■ Supplied information
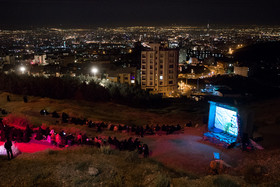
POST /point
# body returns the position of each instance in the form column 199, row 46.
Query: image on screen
column 226, row 120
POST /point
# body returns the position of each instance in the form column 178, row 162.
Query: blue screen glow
column 226, row 120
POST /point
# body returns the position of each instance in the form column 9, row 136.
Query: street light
column 94, row 70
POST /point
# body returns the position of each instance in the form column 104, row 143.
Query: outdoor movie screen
column 226, row 120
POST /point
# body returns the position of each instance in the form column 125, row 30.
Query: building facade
column 159, row 70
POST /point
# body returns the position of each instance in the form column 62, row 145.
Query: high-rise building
column 159, row 70
column 40, row 59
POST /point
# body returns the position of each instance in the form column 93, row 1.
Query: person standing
column 8, row 147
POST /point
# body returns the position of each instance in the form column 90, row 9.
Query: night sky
column 23, row 13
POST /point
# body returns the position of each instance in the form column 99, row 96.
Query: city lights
column 22, row 69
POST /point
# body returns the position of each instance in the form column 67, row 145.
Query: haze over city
column 23, row 13
column 139, row 93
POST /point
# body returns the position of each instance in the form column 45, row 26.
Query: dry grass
column 70, row 167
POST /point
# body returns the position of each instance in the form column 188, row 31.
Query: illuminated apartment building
column 159, row 70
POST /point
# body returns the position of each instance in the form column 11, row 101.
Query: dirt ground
column 188, row 152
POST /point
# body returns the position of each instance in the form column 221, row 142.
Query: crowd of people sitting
column 15, row 134
column 100, row 126
column 63, row 139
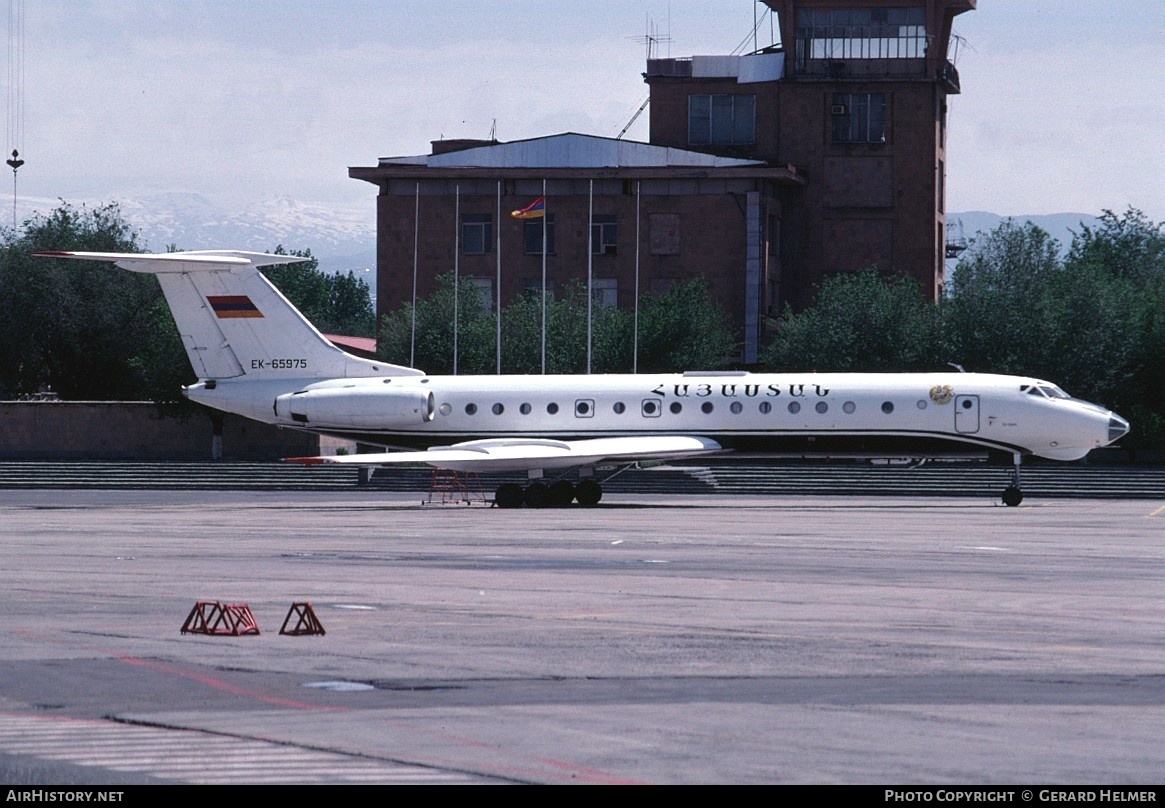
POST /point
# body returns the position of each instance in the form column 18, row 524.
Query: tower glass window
column 721, row 120
column 477, row 233
column 859, row 118
column 604, row 234
column 531, row 234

■ Written task
Gather every line above that contains the word "building".

■ Final result
Query: building facade
Query: high-rise building
Query: illuminated apartment building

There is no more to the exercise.